— Text —

-- start --

But, leaving my opponent, I wish to give you half an hour's argument on this very point, to show you that slavery in law is slavery in fact;—that every slave is held by the noose of the chattel statute; and therefore to pretend opposition to the laws, while defending slave-holding, is simply absurd.
My first proposition (already adverted to) is, that the most cruel of all slave laws is the law which makes men slaves.
I put it to your plain understandings as men, whether it be not so; whether this view is, as he says, an idiosyncrasy in me, and that my common sense is uncommon? He declares slave-holding in itself to be sinless; but the laws regulating slavery, to be unjust and cruel. Now, of two States; let one adopt the South Carolina law, making human beings property. Take but this one law, and let it have free course and full application, so that when the statute comes to your house, it makes
property-husband, wife and child—so that whether you are permitted to remain together until morning, depends not upon your own wills, but upon the will of your master. Let this single statute be the sole slave law in that State.
Now, let another State adopt every slave law in the code, excepting this one. I ask you, to which of these States would you go to live? Would
you go where the law just makes yourself
, wife and children, property ? or would you go where the laws forbid you to read, to take by will, etc., etc., etc., but do not make you property? Which would
you choose as a place of residence? I aver that
would go where you would be a man, though persecuted and afflicted, rather than go where you are made a brute on sight. Now I am not under the necessity of stating the case so strongly as this. Instead of comparing the chattelizing statute with all the rest, take any one law which he calls cruel, and compare it with this ; and if the law which makes the slave be equally cruel, slave-holding is sin. Say that in Indiana, laborers are forbidden to read and write ; but in Illinois, they are simply made chattels; which law would be the most cruel ? But Dr. Rice admits the cruelty of the law forbidding to read; and reason and nature proclaims the other more so. If, therefore, my brother is a fair-minded and Christian man, honestly opposed to those less cruel laws; if he values his consistency a straw, he will openly confess himself an abolitionist—that he hates slavery from his heart's core, and we will go out and lecture together against oppression. If he will not, I regret it, and that is all I can say.
I will speak farther in this behalf. For this moral citadel of slavery, this main idea of the sinlessness of slavery, with the sinfulness of its laws, meets us, in some form, at every turn and step of this argument.

-- end --

— Data lines —
-- start --

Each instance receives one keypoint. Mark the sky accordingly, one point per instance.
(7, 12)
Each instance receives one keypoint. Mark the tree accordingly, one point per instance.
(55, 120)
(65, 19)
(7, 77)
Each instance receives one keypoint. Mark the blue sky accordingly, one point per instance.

-- end --

— What is asked —
(a) Quote the debate text on slavery word for word, starting with the words "I will speak" and ending after the words "of this argument.".
(b) Continue the argument on slavery and slave laws from its last sentence.

— Answers per task —
(a)
I will speak farther in this behalf. For this moral citadel of slavery, this main idea of the sinlessness of slavery, with the sinfulness of its laws, meets us, in some form, at every turn and step of this argument.

(b)
He says, in his last General Assembly's Report, whose authorship he acknowledges, " The question between us and the abolitionists, is, not whether the laws by which, in the several States, slavery is regulated, are just and righteous. Many of them are sadly defective, and some of them are oppressive and unjust in a high degree.”—Rice's Lectures, p. 12.
Observe here, the milk and sugar expression, “many" (of these dishumanizing statutes) “are sadly defective." Surely, this is handling slavery with silk gloves.
This idea, that the laws of slavery are sinful, but that slavery is not sinful, is the last strong-hold of the slaveholders. But, by the blessing of God, this rampart shall not cover their retreat. The covering is too narrow where
with to wrap them, and the bed too short for their repose, These very laws are slavery in fact; and unless his object is to throw dust in your eyes, he cannot help acknowledging it. I prove it, thus:-- The Legislatures of these States hold their sessions annually or biennially, and these cruel laws, which they make, are laws which they mean to use. This Mississippi code, which I have before me, shows how the slave codes are made. They consist of laws enacted from time to time, by the several Legislatures. Laws and parts of laws have from time to time been repealed showing that the laws which do remain, are living laws, and not dead; that they are enforced
upon person of the slave. And these laws are made to enforce the chattel principle, which he says is not a wrong principle. Now I contend that it is sinful; because these cruel laws, made to regulate slavery, are made necessary by the first law, which makes man property; and are included in it. If there be any legal gentleman here, (and I see several,) he will tell you that any grant of power by the Legislature always includes the means and the power to enforce it. For example—a law is passed at Columbus, by the Legislature, incorporating an Orphan Asylum, and authorizing trustees to hold the property. The charter does not read thus:—We incorporate A, B, and C, to establish an Orphan Asylum, and we hereby declare that John Dix shall carry the hod, and Bill Dixon shall burn the brick, and Jedediah Burch shall lay them. But the first law includes all the powers necessary to its proper execution.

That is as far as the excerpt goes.